■ Your goal
Show every line in the entries below that contains the word "wooden". Only matches with the same letter case count.

■ Data provided
==============================
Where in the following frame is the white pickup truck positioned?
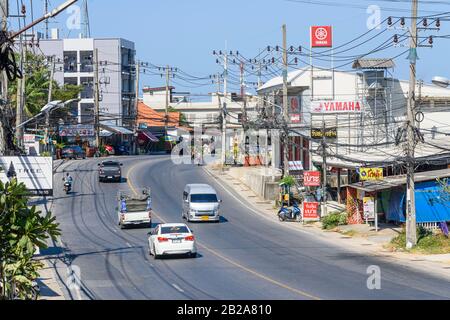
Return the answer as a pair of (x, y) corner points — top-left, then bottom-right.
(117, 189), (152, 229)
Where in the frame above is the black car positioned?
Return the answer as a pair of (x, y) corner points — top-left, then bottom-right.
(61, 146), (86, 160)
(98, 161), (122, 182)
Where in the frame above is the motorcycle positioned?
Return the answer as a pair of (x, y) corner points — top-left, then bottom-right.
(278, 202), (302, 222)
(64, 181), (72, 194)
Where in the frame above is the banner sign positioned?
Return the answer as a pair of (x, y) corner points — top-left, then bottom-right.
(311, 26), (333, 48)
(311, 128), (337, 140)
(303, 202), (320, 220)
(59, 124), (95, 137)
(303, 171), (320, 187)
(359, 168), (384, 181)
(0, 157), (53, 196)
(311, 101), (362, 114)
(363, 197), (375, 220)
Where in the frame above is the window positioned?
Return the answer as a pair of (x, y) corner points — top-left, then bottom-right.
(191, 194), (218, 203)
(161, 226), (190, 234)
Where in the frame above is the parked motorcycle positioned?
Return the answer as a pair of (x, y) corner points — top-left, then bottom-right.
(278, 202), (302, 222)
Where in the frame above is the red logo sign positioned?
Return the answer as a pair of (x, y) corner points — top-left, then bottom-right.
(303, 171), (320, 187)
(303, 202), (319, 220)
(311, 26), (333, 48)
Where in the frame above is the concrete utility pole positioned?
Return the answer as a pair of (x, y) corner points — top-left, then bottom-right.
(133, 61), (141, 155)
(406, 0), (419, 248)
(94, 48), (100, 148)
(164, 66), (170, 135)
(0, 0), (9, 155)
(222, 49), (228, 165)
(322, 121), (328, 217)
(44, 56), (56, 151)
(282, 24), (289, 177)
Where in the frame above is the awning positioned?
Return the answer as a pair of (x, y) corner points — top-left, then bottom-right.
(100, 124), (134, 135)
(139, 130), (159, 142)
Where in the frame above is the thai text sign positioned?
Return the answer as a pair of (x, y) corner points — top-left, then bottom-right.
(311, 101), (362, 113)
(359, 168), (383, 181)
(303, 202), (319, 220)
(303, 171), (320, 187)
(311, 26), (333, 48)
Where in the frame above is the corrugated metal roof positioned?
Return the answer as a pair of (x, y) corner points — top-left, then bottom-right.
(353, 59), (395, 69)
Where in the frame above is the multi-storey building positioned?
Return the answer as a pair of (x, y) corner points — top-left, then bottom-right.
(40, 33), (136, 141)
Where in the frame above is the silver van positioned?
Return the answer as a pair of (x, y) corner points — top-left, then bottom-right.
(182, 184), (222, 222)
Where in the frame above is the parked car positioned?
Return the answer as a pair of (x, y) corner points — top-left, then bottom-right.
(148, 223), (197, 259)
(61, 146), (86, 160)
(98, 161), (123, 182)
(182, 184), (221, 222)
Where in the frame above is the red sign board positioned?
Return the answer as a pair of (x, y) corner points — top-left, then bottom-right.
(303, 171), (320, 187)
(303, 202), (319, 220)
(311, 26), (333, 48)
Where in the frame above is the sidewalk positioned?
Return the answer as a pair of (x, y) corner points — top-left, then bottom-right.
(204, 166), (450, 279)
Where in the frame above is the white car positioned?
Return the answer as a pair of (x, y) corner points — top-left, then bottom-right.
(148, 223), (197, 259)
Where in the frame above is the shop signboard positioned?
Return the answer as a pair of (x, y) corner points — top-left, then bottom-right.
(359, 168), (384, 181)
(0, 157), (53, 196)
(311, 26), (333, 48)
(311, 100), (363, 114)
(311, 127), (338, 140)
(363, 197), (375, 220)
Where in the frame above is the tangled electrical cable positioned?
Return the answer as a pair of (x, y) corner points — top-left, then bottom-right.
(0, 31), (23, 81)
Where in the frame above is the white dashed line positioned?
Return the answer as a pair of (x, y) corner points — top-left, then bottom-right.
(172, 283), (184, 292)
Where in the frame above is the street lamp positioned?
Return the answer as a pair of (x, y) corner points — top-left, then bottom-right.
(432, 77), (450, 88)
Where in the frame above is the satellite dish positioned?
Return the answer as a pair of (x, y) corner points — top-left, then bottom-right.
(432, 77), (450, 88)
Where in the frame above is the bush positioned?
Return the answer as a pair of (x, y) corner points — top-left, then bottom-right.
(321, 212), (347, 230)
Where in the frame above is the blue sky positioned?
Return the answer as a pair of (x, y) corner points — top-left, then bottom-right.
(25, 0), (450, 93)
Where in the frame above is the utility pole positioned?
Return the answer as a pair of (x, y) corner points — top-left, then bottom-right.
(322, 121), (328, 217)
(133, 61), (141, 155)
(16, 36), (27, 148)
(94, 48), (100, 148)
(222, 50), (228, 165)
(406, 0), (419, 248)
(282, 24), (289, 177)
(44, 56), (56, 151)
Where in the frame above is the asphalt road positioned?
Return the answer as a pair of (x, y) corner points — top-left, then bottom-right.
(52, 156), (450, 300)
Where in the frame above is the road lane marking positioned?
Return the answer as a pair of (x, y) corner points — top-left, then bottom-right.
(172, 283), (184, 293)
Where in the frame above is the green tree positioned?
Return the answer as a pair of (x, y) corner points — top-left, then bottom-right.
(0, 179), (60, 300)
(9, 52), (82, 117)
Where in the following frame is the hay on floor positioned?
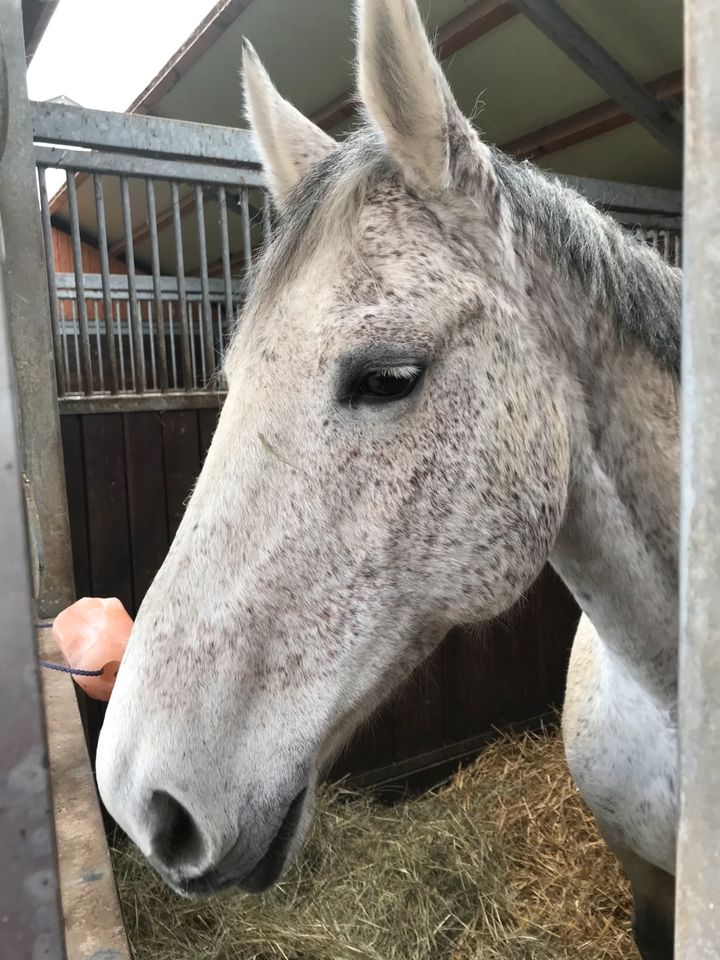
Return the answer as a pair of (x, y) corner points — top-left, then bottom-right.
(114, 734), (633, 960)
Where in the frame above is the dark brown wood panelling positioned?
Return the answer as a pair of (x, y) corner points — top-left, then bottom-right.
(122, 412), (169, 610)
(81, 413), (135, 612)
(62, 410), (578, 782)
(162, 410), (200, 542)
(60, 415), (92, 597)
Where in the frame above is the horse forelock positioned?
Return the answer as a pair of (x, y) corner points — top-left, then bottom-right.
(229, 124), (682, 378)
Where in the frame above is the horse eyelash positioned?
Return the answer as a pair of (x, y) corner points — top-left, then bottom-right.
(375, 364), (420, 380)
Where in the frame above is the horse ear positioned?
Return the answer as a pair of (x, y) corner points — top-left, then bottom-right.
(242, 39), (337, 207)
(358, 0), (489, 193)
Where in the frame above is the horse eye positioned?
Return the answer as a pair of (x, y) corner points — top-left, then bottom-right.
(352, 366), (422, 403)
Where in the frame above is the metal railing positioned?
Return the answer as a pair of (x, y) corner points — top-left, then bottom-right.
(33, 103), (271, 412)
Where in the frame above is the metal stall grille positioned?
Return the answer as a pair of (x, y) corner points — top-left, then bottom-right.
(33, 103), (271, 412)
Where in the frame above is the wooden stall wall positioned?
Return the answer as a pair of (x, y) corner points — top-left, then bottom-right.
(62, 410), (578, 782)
==============================
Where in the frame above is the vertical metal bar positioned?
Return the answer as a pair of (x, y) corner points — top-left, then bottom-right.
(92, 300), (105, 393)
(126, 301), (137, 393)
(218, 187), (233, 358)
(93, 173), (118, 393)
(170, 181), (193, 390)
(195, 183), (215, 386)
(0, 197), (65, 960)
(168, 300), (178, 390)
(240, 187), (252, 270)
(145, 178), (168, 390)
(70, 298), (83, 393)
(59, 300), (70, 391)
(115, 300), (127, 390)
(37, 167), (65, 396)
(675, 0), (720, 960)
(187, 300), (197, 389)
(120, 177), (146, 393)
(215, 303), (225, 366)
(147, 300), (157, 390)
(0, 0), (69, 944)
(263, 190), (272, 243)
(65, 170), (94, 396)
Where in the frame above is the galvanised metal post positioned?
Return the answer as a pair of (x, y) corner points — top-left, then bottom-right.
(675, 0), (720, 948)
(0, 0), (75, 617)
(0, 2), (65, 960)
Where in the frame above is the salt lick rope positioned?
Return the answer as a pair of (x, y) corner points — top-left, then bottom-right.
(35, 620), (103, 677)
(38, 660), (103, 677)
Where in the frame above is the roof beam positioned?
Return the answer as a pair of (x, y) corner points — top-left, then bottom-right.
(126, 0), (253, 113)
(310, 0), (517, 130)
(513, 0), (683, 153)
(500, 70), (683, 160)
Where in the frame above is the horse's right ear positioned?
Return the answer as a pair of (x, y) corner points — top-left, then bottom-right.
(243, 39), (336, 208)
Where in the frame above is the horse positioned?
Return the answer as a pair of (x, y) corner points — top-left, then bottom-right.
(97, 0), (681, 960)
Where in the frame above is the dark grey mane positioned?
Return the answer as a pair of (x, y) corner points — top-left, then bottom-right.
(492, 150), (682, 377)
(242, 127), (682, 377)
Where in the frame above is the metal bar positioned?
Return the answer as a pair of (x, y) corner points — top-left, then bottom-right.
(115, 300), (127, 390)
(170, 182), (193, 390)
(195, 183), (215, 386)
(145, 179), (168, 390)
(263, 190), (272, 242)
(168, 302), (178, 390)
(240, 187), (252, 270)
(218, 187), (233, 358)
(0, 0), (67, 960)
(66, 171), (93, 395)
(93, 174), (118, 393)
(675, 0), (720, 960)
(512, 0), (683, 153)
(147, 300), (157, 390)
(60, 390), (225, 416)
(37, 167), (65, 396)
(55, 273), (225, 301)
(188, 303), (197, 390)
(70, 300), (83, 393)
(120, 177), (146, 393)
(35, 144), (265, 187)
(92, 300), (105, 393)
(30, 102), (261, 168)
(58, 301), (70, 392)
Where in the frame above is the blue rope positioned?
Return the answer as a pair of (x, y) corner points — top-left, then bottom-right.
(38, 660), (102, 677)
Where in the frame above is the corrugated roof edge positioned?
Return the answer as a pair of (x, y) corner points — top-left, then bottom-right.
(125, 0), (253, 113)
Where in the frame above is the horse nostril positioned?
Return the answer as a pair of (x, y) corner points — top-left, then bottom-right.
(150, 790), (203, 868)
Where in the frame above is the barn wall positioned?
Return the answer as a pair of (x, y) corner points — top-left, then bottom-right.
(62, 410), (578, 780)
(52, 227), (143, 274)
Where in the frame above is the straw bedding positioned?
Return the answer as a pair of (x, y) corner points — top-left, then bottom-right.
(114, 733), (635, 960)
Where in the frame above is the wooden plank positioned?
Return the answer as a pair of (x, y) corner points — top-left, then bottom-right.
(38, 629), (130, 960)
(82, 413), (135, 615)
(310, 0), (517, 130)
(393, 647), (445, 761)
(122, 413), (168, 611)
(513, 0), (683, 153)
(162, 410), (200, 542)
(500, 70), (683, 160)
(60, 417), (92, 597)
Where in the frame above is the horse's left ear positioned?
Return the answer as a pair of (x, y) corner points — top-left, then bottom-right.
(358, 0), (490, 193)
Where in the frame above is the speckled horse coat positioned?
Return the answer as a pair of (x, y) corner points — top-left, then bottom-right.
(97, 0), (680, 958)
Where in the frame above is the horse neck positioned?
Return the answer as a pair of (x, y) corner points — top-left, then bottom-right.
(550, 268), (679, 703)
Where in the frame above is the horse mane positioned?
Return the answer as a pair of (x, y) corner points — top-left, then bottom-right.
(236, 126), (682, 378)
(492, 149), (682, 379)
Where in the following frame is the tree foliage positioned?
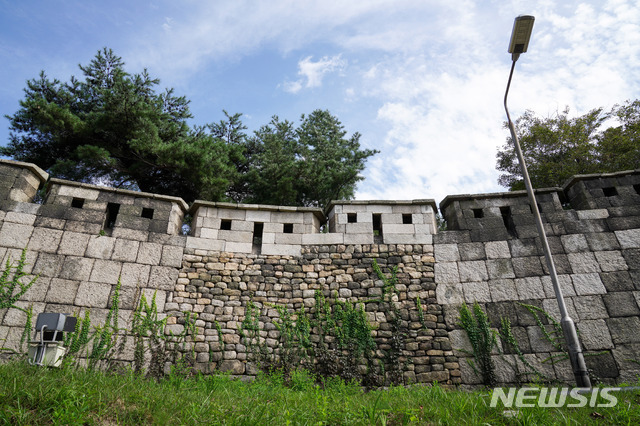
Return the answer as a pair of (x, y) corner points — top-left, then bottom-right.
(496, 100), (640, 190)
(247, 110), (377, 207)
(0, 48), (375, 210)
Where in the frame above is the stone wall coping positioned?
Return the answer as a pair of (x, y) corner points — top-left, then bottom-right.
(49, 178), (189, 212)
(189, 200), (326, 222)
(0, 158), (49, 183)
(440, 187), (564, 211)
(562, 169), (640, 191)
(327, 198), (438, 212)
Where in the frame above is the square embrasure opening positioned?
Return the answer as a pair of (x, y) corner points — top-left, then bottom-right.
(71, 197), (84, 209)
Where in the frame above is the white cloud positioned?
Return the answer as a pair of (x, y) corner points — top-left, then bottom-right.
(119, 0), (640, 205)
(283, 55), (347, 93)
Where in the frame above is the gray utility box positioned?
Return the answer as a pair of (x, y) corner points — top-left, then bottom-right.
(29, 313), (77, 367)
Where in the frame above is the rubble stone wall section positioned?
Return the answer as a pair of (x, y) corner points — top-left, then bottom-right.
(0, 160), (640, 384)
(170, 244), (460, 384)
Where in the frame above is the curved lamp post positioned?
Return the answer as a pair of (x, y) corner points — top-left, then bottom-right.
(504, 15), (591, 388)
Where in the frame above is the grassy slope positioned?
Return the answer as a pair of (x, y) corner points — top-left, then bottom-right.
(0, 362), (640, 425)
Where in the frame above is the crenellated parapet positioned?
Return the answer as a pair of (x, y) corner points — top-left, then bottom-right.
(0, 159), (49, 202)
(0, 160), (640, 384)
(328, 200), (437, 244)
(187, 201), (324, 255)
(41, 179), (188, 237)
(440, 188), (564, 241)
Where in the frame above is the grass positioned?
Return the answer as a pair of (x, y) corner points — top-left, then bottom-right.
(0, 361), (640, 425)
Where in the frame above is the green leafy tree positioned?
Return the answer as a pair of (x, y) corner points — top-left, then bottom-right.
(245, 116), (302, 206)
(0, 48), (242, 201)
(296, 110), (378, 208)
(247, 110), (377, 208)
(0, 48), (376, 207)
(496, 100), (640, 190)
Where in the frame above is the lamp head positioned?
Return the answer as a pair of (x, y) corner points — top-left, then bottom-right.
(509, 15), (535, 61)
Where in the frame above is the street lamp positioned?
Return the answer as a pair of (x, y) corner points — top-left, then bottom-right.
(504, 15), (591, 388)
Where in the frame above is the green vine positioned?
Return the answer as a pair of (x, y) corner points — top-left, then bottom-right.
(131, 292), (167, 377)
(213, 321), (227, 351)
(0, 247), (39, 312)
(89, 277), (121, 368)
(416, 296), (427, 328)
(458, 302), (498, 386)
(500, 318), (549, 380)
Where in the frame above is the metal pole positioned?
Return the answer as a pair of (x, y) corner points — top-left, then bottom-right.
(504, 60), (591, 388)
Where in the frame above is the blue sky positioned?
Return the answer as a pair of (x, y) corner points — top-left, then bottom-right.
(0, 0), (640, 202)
==============================
■ Task response
Where in the frame above is the wooden stall wall positioned?
Where in the frame above is the wooden plank positioned?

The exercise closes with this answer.